## SET OF TASKS
**A)** Using the article on writing rejection below, explain why a piece can be beautifully written and still be rejected by a competition or agent.
**B)** In the article on writing rejection below, what one useful rule is given for the time after you send your work out?
**C)** Continue the article on writing rejection below from where it stops.

## PASSAGE TO READ
········

Rejection, Resilience & Remembering Why You Write

If you’ve ever refreshed your inbox with a knot in your stomach, stared at a “we regret to inform you” email, or heard nothing and just got crickets or wondered whether you should stop submitting altogether, you are not alone. Putting your writing out there can be exciting, motivating and life-changing. It  can also be emotionally exhausting, upsetting and soul destroying.

For many writers, rejection feels personal. You spend hours, months, sometimes years, creating something deeply connected to your sense of self  and then send it off to strangers for judgement. There’s a vulnerability to it. Like someone reading your diary in secret. It’s a feeling like no other. And sometimes it sucks!

So instead of talking about “how to win”, let’s talk about how to stay mentally well while continuing to submit your work. Let’s talk about self care.

First: rejection is part of the writing process

Even highly successful authors receive rejections regularly. Publishing, submitting to agents and competitions are subjective spaces. Your work can be beautifully written and still not fit a judge’s taste, theme, timing or shortlist balance.

A rejection is not proof that:

  • your writing has no value.

  • you aren’t talented.

  • you should quit.

  • everyone else is better than you.

It usually means:

  • this particular story wasn’t selected this time. That distinction matters.

  • you may need to continue to develop your craft a little more. There are lots of free resources on line and podcasts.

  • feedback if available, is important to understand why you were not succesful.

Try not to tie your self-worth or writing ability to outcomes

Competitions can quietly become emotional scoreboards. You enter one competition and feel hopeful. Then another. Then another. Soon, every acceptance feels like validation, and every rejection feels like failure. With competitions that don’t offer feedback or only to those who are listed, you are left in a void not knowing why your story wasn’t selected. You read the success stories and excerpts on competition websites and think mine was as good as that, why wasn’t I selected, and you feel like giving up. But your worth as a writer doesn’t  depend on external approval. Instead, try measuring success differently:

  • did you finish the novel/story for the first time?

  • Was this story better than the last one you wrote, and you can see that?

  • did you submit despite fear?

  • did you take a creative risk?

  • did you keep going?

  • did you have a good time doing it?

These are real achievements too.

Create a “submission mindset” instead of a “winning mindset”

A healthy writing life is built on consistency, not constant victory. Professional writers often aim for regular submissions rather than emotional perfection. That means:

  • sending work out consistently

  • expecting some rejection

  • treating submissions as part of practice

  • understanding that persistence matters

One useful rule: Submit, then detach.

Once your work is sent:

  • avoid obsessively checking emails

  • begin something new

  • don’t reread the entry repeatedly -even published writers pick up their books in shops and wish they could change things.

  • don’t predict outcomes

  • protect your energy for the writing itself.

Build a rejection recovery routine

Rejections sting more when we pretend they shouldn’t matter. Instead of suppressing disappointment, create a small routine that helps you process it.

········

## LISTING

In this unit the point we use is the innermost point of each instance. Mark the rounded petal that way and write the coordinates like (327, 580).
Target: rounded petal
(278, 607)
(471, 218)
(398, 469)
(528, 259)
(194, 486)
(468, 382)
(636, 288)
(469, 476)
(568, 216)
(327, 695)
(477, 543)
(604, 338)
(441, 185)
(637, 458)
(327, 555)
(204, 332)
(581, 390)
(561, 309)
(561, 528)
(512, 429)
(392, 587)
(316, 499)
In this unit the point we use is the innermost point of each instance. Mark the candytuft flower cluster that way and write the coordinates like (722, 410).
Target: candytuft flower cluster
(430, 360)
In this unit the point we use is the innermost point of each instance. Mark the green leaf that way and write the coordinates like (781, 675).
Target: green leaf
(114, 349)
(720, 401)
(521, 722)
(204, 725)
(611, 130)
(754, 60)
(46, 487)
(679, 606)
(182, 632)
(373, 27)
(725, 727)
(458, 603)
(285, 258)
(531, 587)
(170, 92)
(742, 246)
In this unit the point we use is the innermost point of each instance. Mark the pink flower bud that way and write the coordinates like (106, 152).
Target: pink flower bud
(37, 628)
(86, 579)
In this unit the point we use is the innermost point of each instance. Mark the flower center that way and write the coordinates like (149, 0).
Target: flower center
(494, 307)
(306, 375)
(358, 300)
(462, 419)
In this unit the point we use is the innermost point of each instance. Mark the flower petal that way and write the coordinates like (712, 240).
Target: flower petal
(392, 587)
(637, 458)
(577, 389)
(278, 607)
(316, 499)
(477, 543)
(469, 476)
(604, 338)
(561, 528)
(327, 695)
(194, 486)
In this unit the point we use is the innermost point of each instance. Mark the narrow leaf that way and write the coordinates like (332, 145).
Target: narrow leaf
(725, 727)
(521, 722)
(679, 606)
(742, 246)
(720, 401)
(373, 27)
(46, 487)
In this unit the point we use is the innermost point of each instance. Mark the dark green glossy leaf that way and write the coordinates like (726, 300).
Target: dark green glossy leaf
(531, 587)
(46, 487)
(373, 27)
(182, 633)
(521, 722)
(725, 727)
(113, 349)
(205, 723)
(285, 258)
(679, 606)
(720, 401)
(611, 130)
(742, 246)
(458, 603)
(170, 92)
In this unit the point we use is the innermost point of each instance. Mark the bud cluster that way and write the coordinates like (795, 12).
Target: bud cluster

········

## IN RESPONSE
**A)** Publishing, agents and competitions are subjective spaces. A well-written piece may still not fit a judge's taste, theme or timing, or the balance of the shortlist.

**B)** Submit, then detach.

**C)**
For example:

  • allow yourself to feel upset for a set amount of time

  • talk to your friends and family about it and express how you feel- don’t pretend it is Ok if it isn’t.

  • avoid doom-scrolling or comparison.

  • talk to other writers – they know how you feel.

  • save encouraging feedback in a “confidence folder.”

  • remind yourself how many writers face rejection daily.

Momentum helps prevent rejection from turning into paralysis.

Avoid comparison traps

Social media can make it seem like everyone else is constantly winning prizes, signing book deals in 2 hours,  getting shortlisted or winning competitions. Sometimes it feels like the same writers are getting success over and over again. It doesn’t seem fair.

What you rarely see:

  • the dozens of failed submissions

  • abandoned drafts

  • emotional stress

  • burnout

  • confidence crises

Sometimes, writers tend to share highlights, not the full emotional landscape. Try curating your online scrolling carefully. Follow writers who discuss the process honestly, not just achievement. Follow those writers who offer help and advice. Writers who are honest about their journey to publication and not sugar coating it.

Enter competitions strategically, not emotionally

When confidence is low, it’s tempting to enter everything in the hope that one success will “prove” you’re good enough. But over-submitting can increase stress and financial pressure.

Instead:

  • research competitions carefully. If they offer feedback, take it as a gift and a chance to improve your work.

  • set a realistic submissions budget and choose competitions carefully.

  • does this competition go above and beyond to support writers?

  • Is there more than one judge, so the outcome isn’t subjective?

  • Are they transparent about their processes?

  • keep track of deadlines calmly – put reminders in your phone and then try to forget about them.

Quality and sustainability matter more than quantity.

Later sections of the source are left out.